Skip Header

You are using a version of browser that may not display all the features of this website. Please consider upgrading your browser.

Modified residue

Last modified February 24, 2017

This subsection of the ‘PTM / Processing’ section specifies the position and type of each modified residue excluding lipids, glycans and protein cross-links.

Common modifications include phosphorylation, methylation, acetylation, amidation, formation of pyrrolidone carboxylic acid, isomerization, hydroxylation, sulfation, flavin-binding, cysteine oxidation and nitrosylation.

We describe the chemical nature of the modified residue using a controlled vocabulary (see the document ‘Controlled vocabulary of posttranslational modifications (PTM)’).

We provide additional information concerning the modification, such as:

  1. the form of the protein which undergoes the modification; this may be either a specific isoform, a particular processed or modified form of the protein, or a specific sequence variant;
    Examples: P41500 (isoform), P84715 (processed form), P68871 (sequence variant)
  2. the enzyme which carries out the modification (‘by…’). For proteins of infectious organisms, such as viruses, phages and bacteria, we also indicate whether the modification is carried out by a host protein;
    Examples: P03279 (modifying enzyme indicated), Q53EZ4 (viral protein modified by host protein)
  3. information on the frequency of the modification or the relationship with another feature (‘partial’, ‘alternate’, ‘transient’). The term ‘partial’ indicates that not all protein molecules are modified, ‘alternate’ means that the same amino acid can be modified in more than one way, and ‘transient’ is applied to exceptional cases of otherwise stable modifications. For partial modifications, we do not propagate this comment to homologous proteins and we do not specify the fraction of proteins modified, as this may depend on the experimental conditions.

INSTRUCTIONS FOR THE TASK » Write out, word for word, the portion of the modified residue page starting at "You are using" and ending at "and protein cross-links.".

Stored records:
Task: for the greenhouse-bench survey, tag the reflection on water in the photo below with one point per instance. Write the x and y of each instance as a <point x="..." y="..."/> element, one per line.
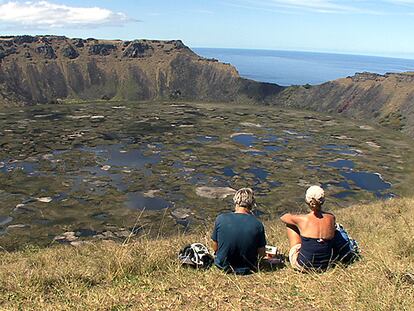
<point x="340" y="149"/>
<point x="247" y="140"/>
<point x="228" y="171"/>
<point x="138" y="201"/>
<point x="342" y="164"/>
<point x="8" y="165"/>
<point x="368" y="181"/>
<point x="119" y="155"/>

RESPONSE »
You are using a version of browser that may not display all the features of this website. Please consider upgrading your browser.

Modified residue

Last modified February 24, 2017

This subsection of the ‘PTM / Processing’ section specifies the position and type of each modified residue excluding lipids, glycans and protein cross-links.